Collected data
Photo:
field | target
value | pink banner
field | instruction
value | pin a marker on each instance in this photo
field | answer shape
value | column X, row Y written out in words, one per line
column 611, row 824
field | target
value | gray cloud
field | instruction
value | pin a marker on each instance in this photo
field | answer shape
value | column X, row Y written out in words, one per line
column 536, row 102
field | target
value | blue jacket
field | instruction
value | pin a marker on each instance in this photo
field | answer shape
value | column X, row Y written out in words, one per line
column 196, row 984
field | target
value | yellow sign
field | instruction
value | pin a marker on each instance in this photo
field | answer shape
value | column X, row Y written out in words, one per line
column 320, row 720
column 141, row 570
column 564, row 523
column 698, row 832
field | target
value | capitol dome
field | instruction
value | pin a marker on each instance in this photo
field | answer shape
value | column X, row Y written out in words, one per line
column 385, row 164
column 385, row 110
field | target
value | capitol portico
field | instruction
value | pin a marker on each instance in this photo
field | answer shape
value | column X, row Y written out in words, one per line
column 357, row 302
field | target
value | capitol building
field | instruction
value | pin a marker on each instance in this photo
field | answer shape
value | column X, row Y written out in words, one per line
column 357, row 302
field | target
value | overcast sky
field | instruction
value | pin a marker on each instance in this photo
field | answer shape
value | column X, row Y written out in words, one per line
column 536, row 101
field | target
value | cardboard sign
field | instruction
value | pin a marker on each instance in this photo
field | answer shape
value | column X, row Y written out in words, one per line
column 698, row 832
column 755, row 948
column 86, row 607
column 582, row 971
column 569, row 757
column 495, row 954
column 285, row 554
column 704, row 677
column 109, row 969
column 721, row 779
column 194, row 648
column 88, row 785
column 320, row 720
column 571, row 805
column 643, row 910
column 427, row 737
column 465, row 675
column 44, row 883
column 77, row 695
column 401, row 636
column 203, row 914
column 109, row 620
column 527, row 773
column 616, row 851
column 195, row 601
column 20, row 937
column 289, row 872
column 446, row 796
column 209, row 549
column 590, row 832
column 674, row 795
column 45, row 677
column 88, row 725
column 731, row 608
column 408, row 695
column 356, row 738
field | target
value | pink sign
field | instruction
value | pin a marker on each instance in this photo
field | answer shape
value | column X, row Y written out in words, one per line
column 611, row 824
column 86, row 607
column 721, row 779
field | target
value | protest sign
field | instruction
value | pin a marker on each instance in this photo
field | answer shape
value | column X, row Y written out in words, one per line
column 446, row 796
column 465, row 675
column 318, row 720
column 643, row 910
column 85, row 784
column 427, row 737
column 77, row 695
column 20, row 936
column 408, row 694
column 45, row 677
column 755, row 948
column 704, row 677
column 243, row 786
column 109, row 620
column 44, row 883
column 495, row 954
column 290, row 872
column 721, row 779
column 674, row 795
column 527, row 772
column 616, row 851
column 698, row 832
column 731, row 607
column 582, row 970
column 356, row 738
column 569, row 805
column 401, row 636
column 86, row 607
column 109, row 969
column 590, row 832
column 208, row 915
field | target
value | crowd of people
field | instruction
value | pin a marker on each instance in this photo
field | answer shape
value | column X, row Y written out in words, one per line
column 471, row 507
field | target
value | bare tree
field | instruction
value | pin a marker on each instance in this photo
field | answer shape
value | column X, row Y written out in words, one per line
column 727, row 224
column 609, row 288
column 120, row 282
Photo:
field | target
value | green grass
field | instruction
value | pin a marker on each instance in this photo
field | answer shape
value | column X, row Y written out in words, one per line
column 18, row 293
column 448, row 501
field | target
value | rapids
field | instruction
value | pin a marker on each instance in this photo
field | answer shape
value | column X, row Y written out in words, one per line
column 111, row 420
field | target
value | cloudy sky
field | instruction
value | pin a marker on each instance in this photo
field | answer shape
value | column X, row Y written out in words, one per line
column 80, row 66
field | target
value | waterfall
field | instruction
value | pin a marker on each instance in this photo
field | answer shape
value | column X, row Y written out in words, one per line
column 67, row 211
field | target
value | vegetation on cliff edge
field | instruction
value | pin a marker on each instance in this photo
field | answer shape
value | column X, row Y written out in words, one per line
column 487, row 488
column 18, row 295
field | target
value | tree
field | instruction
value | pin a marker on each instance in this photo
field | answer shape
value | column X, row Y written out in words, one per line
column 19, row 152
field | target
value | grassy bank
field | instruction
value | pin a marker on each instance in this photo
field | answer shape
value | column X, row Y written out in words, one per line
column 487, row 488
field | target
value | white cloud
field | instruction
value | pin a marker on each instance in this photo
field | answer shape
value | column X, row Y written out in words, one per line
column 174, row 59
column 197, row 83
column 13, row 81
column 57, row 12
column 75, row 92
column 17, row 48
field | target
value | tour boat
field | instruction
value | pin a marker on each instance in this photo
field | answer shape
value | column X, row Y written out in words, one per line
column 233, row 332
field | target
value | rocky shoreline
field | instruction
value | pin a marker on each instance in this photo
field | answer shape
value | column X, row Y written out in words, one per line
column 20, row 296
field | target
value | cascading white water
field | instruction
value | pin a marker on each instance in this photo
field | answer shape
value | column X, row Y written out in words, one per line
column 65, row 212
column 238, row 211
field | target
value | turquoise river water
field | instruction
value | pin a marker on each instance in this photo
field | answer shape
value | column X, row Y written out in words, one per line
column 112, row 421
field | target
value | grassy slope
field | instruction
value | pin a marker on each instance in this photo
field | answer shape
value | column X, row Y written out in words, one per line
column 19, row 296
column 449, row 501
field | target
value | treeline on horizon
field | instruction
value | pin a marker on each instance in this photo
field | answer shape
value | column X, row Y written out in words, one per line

Task objective —
Would you reproduce all the entries exactly?

Exercise solution —
Photo:
field | target
value | pink banner
field | instruction
value | pin a marker on each instance in this photo
field | answer shape
value | column X, row Y written out in words, one per line
column 611, row 824
field | target
value | gray cloud
field | instruction
value | pin a marker on each instance in this photo
field | answer shape
value | column X, row Y written out in words, one per line
column 536, row 102
field | target
value | blue jacket
field | instruction
value | pin a marker on each instance in this photo
field | answer shape
value | column X, row Y written out in words, one per line
column 196, row 984
field | target
value | yellow sign
field | instruction
value | pin a marker on each instance in this photo
field | answer shape
value | column X, row Y written out in words, one per line
column 320, row 720
column 141, row 570
column 564, row 523
column 698, row 832
field | target
value | capitol dome
field | instruction
value | pin a marker on each instance in this photo
field | answer shape
value | column X, row Y written out in words, one per line
column 385, row 164
column 385, row 110
field | target
value | capitol portico
field | instruction
value | pin a marker on each instance in this photo
field | answer shape
value | column X, row Y written out in words, one per line
column 357, row 302
field | target
value | capitol building
field | instruction
value | pin a marker on each instance in this photo
field | answer shape
value | column X, row Y written out in words, one per line
column 357, row 302
field | target
value | overcast sky
field | instruction
value | pin a marker on each instance in this photo
field | answer shape
value | column X, row Y written out in words, one per line
column 536, row 101
field | target
value | cardboard sign
field | instruction
value | pin a marker on each instance in this photo
field | answer shape
value | column X, row Y written out in words, one per line
column 698, row 832
column 755, row 948
column 86, row 607
column 582, row 971
column 569, row 757
column 495, row 954
column 285, row 554
column 704, row 677
column 109, row 969
column 721, row 779
column 194, row 648
column 88, row 785
column 320, row 720
column 571, row 805
column 643, row 910
column 427, row 737
column 465, row 675
column 44, row 883
column 77, row 695
column 401, row 636
column 203, row 914
column 109, row 620
column 527, row 773
column 616, row 851
column 195, row 601
column 20, row 937
column 289, row 872
column 446, row 796
column 209, row 549
column 590, row 832
column 674, row 795
column 45, row 677
column 88, row 725
column 731, row 608
column 408, row 695
column 356, row 738
field | target
value | pink sign
field | instruction
value | pin a marker on each instance in this photo
field | answer shape
value | column X, row Y written out in words, one per line
column 611, row 824
column 86, row 607
column 721, row 779
field | target
value | protest sign
field | instruction
value | pin a marker on each instance in this photo
field | answer shape
value | column X, row Y written out in words, one per line
column 446, row 796
column 465, row 675
column 318, row 720
column 643, row 910
column 85, row 784
column 427, row 737
column 77, row 695
column 20, row 936
column 408, row 694
column 45, row 677
column 755, row 948
column 704, row 677
column 243, row 786
column 109, row 620
column 44, row 883
column 495, row 954
column 290, row 872
column 721, row 779
column 674, row 795
column 527, row 772
column 616, row 851
column 698, row 832
column 731, row 607
column 582, row 970
column 356, row 738
column 569, row 805
column 401, row 636
column 86, row 607
column 109, row 969
column 590, row 832
column 208, row 915
field | target
value | crowd of people
field | instruction
value | pin a marker on each instance in this photo
field | answer shape
value | column X, row Y written out in words, one per line
column 471, row 507
field | target
value | bare tree
field | instruction
value | pin a marker on each instance in this photo
field | answer shape
value | column X, row Y written out in words, one per line
column 727, row 224
column 609, row 288
column 120, row 282
Photo:
field | target
value | green grass
field | instruction
value | pin a marker on each instance in this photo
field | answer shape
value | column X, row Y written out in words, one per line
column 18, row 293
column 448, row 501
field | target
value | rapids
field | instruction
value | pin a marker on each instance in this photo
field | answer shape
value | column X, row Y written out in words, one per line
column 111, row 420
field | target
value | cloudy sky
field | instruction
value | pin a marker on each instance in this photo
field | answer shape
value | column X, row Y written out in words, one per line
column 80, row 66
field | target
value | waterfall
field | instruction
value | pin a marker on each instance in this photo
field | answer shape
value | column X, row Y written out in words, one per line
column 67, row 211
field | target
value | vegetation on cliff edge
field | instruction
value | pin a marker on each instance in this photo
field | answer shape
value | column X, row Y written out in words, one per line
column 487, row 488
column 18, row 295
field | target
value | tree
field | instruction
value | pin a marker on each instance in this photo
field | answer shape
value | column X, row Y written out in words, one per line
column 19, row 152
field | target
value | grassy bank
field | instruction
value | pin a marker on each instance in this photo
field | answer shape
value | column X, row Y written out in words, one per line
column 487, row 488
field | target
value | white cloud
field | instruction
value | pin a marker on each instance in this photo
field | answer shape
value | column X, row Y written out in words, one per line
column 174, row 59
column 197, row 83
column 13, row 81
column 57, row 12
column 75, row 92
column 17, row 48
field | target
value | tour boat
field | instruction
value | pin a marker on each instance in this photo
field | answer shape
value | column X, row Y written out in words, one per line
column 233, row 332
field | target
value | rocky shoreline
field | instruction
value | pin a marker on each instance in this photo
field | answer shape
value | column X, row Y written out in words, one per line
column 20, row 296
field | target
value | cascading white water
field | instruction
value | pin a marker on each instance in this photo
field | answer shape
value | column X, row Y written out in words, one per line
column 65, row 212
column 238, row 211
field | target
value | turquoise river water
field | instruction
value | pin a marker on each instance in this photo
field | answer shape
value | column X, row Y written out in words, one per line
column 112, row 421
field | target
value | grassy slope
field | instruction
value | pin a marker on each instance in this photo
field | answer shape
value | column X, row Y written out in words, one per line
column 19, row 296
column 449, row 501
field | target
value | treeline on horizon
field | instruction
value | pin a marker on each instance in this photo
field | answer shape
value | column X, row Y written out in words, one per line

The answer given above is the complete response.